### SELECTION
Today, it is well proven and acknowledged worldwide that the roots of Pakistan’s jihadism lie in its obsession with India, born out of the two-nation theory. Crafted by the fear that its powerful neighbour, India wants to dismember Pakistan and undo the Partition, supports the overall design of policies in Pakistan. The break-up of Pakistan in 1971 and emergence of Bangladesh from erstwhile East Pakistan as an independent nation has reinforced national paranoia. Contrary to convincing the country’s Punjabi elite of the need to come to terms with Pakistan’s size and power and finding security within the parameters of reality, the establishment in turn has fanned “India scare” to divert focus from internal challenges.
Pakistani society has drifted towards religious militancy over the last 20 to 25 years…
Struck by the unexpected reality post 9/11 destruction of the twin-towers in New York, the world awakened to a new-fangled threat. A shockingly spectacular execution of attacks by Al-Qaeda took the world by surprise. The Americans might have responded and hunted the Taliban out of Kabul and forced Al Qaeda to find a new home in the North West Frontier Province of Pakistan yet, as veteran Pakistani journalist Imtiaz Gul writes, “One by one, the militants crossed the border into Pakistan and settled in its tribal areas, building alliances with locals and terrorising or bribing their way to power. This place – Pakistan’s lawless frontier – is now the epicentre of global terrorism. It is where young American and British jihadists go to be trained, where the kidnapped are stowed away and where plots are hatched for deadly attacks all over the world. It has become, in President Obama’s words, “…the most dangerous place” – a hornet’s nest of violent extremists, many of whom now target their own state in vicious suicide-bombing campaigns.”

(Collected data)

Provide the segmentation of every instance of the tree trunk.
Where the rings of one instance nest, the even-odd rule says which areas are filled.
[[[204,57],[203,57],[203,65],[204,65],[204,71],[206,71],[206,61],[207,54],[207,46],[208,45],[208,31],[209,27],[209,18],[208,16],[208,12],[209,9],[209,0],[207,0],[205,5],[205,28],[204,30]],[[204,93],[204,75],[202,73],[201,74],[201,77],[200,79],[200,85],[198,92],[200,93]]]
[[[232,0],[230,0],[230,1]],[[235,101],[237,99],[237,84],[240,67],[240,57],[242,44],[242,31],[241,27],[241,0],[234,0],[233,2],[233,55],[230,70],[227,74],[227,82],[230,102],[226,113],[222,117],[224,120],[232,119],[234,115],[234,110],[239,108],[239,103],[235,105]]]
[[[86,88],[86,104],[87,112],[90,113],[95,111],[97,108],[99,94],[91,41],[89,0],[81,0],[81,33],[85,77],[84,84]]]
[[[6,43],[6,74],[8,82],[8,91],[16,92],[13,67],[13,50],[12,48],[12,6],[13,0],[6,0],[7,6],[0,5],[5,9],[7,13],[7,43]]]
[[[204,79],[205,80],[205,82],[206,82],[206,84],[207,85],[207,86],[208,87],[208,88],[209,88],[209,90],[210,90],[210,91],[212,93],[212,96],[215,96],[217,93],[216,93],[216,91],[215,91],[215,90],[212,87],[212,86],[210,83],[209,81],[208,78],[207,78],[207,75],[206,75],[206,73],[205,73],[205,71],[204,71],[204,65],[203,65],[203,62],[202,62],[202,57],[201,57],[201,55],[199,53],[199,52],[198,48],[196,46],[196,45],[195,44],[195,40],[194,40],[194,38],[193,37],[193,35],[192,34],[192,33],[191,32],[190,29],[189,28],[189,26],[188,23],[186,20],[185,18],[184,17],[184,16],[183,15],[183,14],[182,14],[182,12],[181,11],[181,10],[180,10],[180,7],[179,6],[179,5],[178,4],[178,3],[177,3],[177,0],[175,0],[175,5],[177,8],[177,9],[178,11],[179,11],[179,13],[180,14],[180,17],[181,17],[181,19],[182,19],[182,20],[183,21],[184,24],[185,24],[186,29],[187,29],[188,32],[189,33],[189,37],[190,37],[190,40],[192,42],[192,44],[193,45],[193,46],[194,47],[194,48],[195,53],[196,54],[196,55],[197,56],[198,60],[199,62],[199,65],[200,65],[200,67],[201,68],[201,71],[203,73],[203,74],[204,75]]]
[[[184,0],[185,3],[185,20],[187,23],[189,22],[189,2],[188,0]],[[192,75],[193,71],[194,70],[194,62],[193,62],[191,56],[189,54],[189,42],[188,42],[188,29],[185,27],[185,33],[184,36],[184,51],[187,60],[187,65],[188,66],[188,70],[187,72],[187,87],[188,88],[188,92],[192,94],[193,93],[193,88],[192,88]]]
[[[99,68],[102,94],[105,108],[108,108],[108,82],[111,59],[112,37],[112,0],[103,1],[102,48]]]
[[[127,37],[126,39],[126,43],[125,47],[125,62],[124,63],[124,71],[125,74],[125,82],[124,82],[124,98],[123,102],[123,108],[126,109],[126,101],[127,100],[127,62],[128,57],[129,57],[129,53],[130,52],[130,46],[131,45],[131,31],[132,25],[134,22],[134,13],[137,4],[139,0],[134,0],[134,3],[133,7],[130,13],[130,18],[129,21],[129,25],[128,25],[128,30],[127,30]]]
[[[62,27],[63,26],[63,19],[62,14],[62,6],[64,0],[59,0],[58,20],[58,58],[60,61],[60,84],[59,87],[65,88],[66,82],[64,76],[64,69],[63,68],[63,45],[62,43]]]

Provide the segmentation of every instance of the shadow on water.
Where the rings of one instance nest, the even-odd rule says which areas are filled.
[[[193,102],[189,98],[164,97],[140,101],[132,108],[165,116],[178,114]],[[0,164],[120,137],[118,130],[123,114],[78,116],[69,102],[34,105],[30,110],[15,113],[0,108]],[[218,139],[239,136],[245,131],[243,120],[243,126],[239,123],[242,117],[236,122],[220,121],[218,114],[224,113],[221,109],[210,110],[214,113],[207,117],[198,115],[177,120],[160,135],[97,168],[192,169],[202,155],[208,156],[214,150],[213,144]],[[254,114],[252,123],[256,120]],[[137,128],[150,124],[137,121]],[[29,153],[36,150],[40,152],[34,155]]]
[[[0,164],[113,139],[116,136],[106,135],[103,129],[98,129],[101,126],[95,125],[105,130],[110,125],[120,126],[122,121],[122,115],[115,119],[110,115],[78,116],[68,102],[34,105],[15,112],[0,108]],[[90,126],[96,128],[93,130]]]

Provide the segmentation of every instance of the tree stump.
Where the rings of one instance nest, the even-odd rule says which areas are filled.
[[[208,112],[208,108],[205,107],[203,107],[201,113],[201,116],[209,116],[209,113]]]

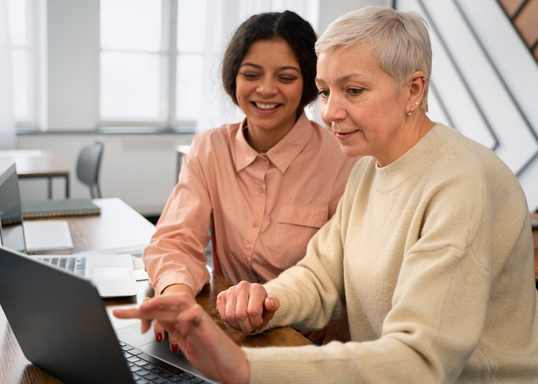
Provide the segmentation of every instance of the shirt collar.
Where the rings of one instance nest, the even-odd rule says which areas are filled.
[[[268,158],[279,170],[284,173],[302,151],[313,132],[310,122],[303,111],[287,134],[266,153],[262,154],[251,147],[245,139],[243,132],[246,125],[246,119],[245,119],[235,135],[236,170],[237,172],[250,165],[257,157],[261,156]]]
---
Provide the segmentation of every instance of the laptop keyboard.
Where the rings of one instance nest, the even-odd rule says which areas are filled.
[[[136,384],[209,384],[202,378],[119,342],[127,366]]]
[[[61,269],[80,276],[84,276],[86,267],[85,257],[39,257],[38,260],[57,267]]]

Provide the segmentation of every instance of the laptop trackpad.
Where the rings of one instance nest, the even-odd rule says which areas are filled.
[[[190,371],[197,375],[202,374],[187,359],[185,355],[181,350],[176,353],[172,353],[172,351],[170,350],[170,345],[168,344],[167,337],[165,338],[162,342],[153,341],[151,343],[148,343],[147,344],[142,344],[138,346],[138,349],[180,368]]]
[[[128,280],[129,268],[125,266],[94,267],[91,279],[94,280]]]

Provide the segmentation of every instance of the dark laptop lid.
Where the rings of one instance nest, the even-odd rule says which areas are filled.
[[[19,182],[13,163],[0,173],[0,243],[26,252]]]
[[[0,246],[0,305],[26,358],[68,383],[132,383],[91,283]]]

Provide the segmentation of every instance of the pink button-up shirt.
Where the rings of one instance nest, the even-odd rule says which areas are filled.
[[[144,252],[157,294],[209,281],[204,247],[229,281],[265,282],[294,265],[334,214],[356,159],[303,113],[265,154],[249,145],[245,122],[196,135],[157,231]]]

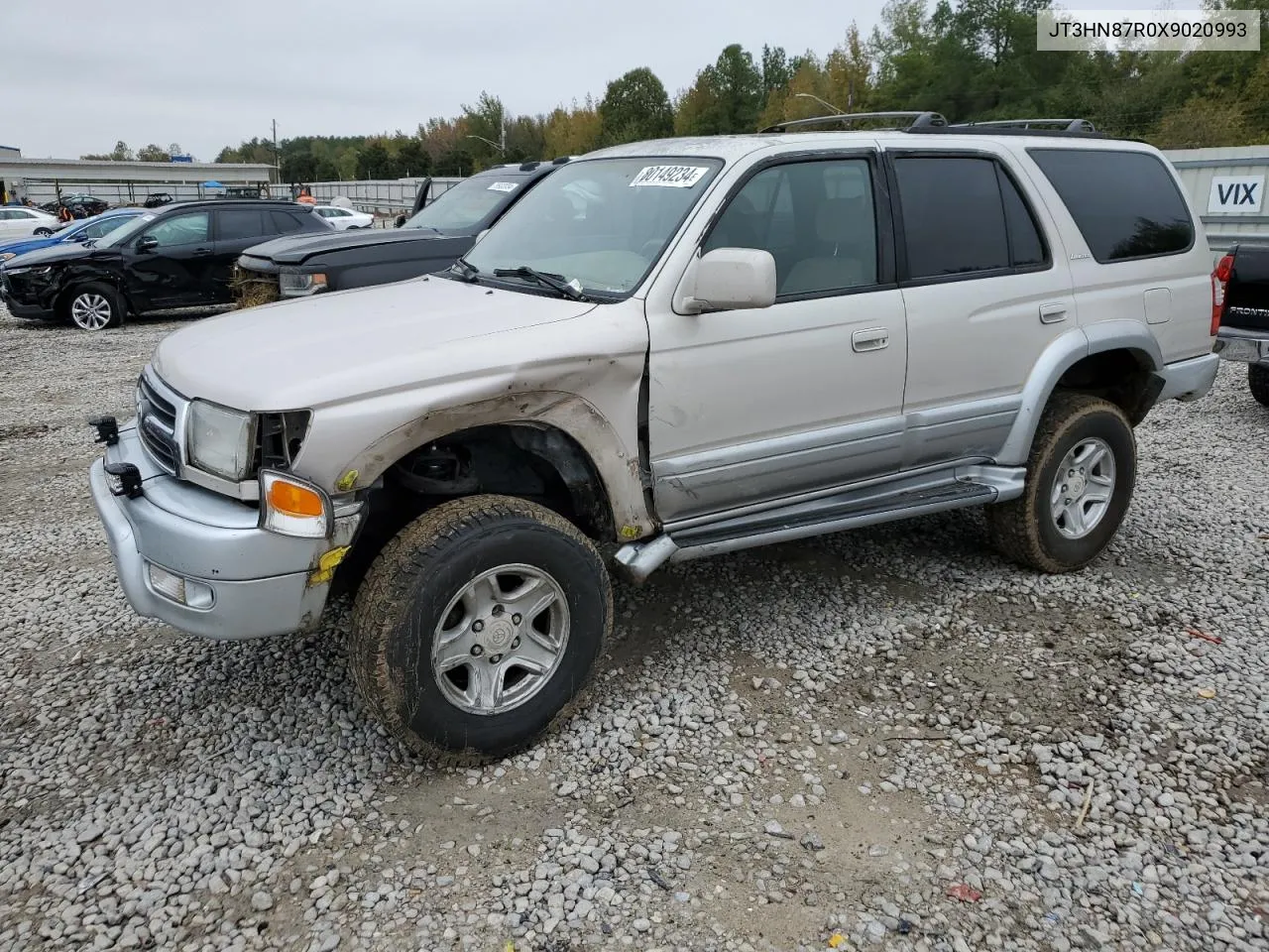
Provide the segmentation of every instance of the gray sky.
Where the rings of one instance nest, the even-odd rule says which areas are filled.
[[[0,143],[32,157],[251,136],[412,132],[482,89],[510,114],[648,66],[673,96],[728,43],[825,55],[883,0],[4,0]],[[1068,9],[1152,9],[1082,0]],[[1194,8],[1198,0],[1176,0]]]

### PROBLEM A
Copy out the rows from the line containing "the laptop trackpad." through the line containing "[[[128,280],[129,268],[125,266],[94,267],[91,279],[94,280]]]", inclusive.
### PROBLEM B
Continue the passage on Pakistan's militancy from its final sentence.
The passage and the rows have no connection to each other.

### TASK OUTPUT A
Provide the segmentation of every instance of the laptop trackpad.
Where the rings of one instance nest, the even-odd rule says which areas are filled.
[[[190,371],[197,375],[202,374],[187,359],[185,355],[181,350],[176,353],[172,353],[172,351],[170,350],[170,345],[168,344],[167,337],[165,338],[162,342],[153,341],[151,343],[148,343],[147,344],[142,344],[138,346],[138,349],[180,368]]]
[[[128,280],[129,268],[125,266],[94,267],[91,279],[94,280]]]

### TASK OUTPUT B
Obama’s observation on one of the world’s most opaque tribal areas of Pakistan’s North West region bordering Afghanistan got vindicated, even more unequivocally this time on December 16, 2014, when terrorists of Teherik-e-Taliban Pakistan (TTP) butchered 132 innocent children of the Army Public School in Peshawar, all in the age group of eight to eighteen years.
Pakistani society has drifted towards religious militancy over the last 20 to 25 years. Anti-American and anti-Indian sentiments are very strong. This is because the mindsets of the younger generation over decades have been built on that discourse. Rizvi, a Pakistani political analyst predicts that Pakistan will have a rough decade ahead as the generation born in the 1980s comes to power. This generation has been raised on extremist ideology taught in schools and repeated on television and in the mosques. The future of Pakistan is all set to be doomed if course correction is not recalibrated in time.
It is ironic to see a country deviating from the path of prosperity and progress towards hate and assured self-destruction…
The old saying that the wise learn from others’ mistakes may not be so true when it comes to those in Pakistan’s establishment. History bears testimony to the ills of religion interfering with the matters of the state. When Constantinople fell to the Turks in 1453 AD, the West decided to separate religion from the business of the state. With this decision, the West, which was living in the Dark Ages, suddenly embarked on the path of inventions and discoveries heretofore blocked through religious decrees and brought the world to the wonders of the 21st century. This was only possible after the clergy was denied its divine right to interfere in every matter possible. What will it take for Pakistan to embark on the route to reforms culling the mullahs out of state functioning? Will it ever be able to do achieve that? Or is it that its leadership has taken the country well beyond the culmination point. These are rather more pertinent questions that need to be addressed at this hour.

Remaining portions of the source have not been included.